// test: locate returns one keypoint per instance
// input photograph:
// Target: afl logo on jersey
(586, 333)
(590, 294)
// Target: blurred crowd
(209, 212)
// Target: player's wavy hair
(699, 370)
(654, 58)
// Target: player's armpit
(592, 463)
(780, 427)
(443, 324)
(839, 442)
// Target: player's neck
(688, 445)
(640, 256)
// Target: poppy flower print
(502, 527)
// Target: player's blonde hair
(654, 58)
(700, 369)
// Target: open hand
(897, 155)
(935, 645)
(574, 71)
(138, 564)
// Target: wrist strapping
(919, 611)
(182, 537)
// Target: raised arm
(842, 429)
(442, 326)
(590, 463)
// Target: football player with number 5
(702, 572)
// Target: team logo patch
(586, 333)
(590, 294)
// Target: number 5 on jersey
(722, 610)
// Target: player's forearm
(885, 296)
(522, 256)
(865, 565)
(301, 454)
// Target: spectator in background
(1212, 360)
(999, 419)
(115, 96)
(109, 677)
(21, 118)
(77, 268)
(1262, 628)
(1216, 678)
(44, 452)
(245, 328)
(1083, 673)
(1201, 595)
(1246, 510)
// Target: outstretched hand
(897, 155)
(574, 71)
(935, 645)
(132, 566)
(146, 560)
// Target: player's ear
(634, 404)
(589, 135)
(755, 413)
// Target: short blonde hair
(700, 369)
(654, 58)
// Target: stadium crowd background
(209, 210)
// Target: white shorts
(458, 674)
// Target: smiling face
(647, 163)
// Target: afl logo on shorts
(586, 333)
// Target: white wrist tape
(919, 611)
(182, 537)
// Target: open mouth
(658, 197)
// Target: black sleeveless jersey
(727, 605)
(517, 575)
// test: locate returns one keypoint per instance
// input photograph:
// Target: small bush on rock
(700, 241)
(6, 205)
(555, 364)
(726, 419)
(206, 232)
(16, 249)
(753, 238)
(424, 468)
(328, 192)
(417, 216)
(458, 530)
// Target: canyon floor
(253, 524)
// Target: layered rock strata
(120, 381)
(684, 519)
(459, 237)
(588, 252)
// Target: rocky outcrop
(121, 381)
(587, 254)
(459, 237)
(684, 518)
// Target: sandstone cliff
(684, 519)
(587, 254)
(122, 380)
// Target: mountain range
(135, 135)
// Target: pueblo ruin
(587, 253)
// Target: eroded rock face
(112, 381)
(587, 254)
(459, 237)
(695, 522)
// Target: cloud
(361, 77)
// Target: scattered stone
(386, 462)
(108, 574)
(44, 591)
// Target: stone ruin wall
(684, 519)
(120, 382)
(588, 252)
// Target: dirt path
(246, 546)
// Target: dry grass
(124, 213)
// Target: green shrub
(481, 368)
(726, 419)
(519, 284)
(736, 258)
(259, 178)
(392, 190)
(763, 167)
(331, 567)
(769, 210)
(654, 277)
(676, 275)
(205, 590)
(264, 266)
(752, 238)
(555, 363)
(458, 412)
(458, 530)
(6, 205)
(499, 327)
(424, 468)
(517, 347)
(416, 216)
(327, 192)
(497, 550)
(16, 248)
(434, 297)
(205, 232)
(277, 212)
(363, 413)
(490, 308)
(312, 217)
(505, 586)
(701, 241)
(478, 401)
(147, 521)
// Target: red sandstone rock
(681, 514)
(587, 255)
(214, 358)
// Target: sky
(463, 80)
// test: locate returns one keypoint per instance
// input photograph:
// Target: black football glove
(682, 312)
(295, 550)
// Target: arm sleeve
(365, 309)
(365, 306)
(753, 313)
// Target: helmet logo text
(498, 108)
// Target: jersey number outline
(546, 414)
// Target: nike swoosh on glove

*DIRECTIONS:* Output the full listing again with nothing altered.

*EXERCISE OUTPUT:*
// test: locate returns one keypoint per instance
// input photograph:
// Target: afl logo on jersey
(586, 333)
(590, 294)
// Target: blurred crowd
(209, 212)
// Target: player's wavy hair
(699, 370)
(654, 58)
// Target: player's armpit
(592, 463)
(780, 427)
(443, 324)
(839, 442)
// Target: player's neck
(688, 445)
(640, 256)
// Target: poppy flower print
(502, 527)
// Target: player's blonde hair
(654, 58)
(700, 369)
// Target: open hand
(897, 155)
(935, 645)
(574, 71)
(138, 564)
// Target: wrist strapping
(919, 611)
(182, 537)
// Target: raised arm
(842, 429)
(442, 326)
(590, 463)
// Target: football player with number 5
(702, 572)
// Target: team logo patch
(586, 333)
(590, 294)
// Target: number 5 on jersey
(722, 610)
// Target: player's forearm
(885, 296)
(522, 256)
(865, 565)
(301, 454)
// Target: spectator in background
(1212, 360)
(999, 419)
(115, 96)
(109, 677)
(21, 118)
(77, 268)
(1262, 628)
(1216, 678)
(44, 452)
(245, 328)
(1083, 673)
(1201, 595)
(1246, 510)
// Target: outstretched hand
(897, 155)
(574, 71)
(935, 645)
(132, 566)
(146, 560)
// Target: player's ear
(634, 404)
(589, 135)
(755, 413)
// Target: short blonde hair
(700, 369)
(654, 58)
// Target: stadium crowd background
(209, 210)
// Target: white shorts
(458, 674)
// Target: smiling face
(647, 163)
// Target: afl logo on shorts
(586, 333)
// Target: white wrist tape
(919, 611)
(182, 537)
// Target: open mouth
(658, 197)
// Target: black sleeveless jersey
(727, 605)
(517, 575)
// test: locate returns one keypoint per instance
// input photograph:
// Target: small bush on rock
(700, 241)
(6, 205)
(555, 364)
(726, 419)
(206, 232)
(16, 249)
(753, 238)
(424, 468)
(328, 192)
(417, 216)
(458, 530)
// Target: canyon floor
(253, 524)
// Target: layered rock strata
(120, 381)
(684, 519)
(459, 237)
(588, 252)
// Target: rocky outcrop
(121, 381)
(587, 254)
(459, 237)
(684, 518)
// Target: sandstone cliff
(684, 519)
(587, 254)
(122, 380)
// Target: mountain range
(135, 135)
// Target: pueblo ruin
(587, 253)
// Target: eroded rock face
(112, 381)
(587, 254)
(459, 237)
(695, 522)
// Target: cloud
(361, 77)
// Target: scattered stone
(386, 462)
(108, 574)
(44, 591)
// Target: stone ruin wall
(684, 519)
(120, 382)
(588, 252)
// Target: dirt path
(246, 546)
// Target: dry grass
(124, 213)
// Target: green shrub
(481, 368)
(726, 419)
(519, 284)
(736, 258)
(259, 178)
(392, 190)
(763, 167)
(331, 567)
(769, 210)
(654, 277)
(676, 275)
(205, 590)
(264, 266)
(752, 238)
(555, 363)
(458, 412)
(458, 530)
(6, 205)
(499, 327)
(424, 468)
(517, 347)
(416, 216)
(327, 192)
(497, 550)
(16, 248)
(434, 297)
(205, 232)
(277, 212)
(363, 413)
(490, 308)
(312, 217)
(505, 586)
(701, 241)
(478, 401)
(147, 521)
// Target: red sandstone rock
(681, 514)
(587, 255)
(214, 358)
// Target: sky
(463, 80)
// test: locate returns one keypoint per instance
// input photograph:
// Target: black football glove
(682, 312)
(295, 550)
// Target: arm sleeve
(365, 309)
(365, 306)
(753, 313)
// Target: helmet logo text
(498, 108)
// Target: jersey number outline
(546, 414)
// Target: nike swoosh on glove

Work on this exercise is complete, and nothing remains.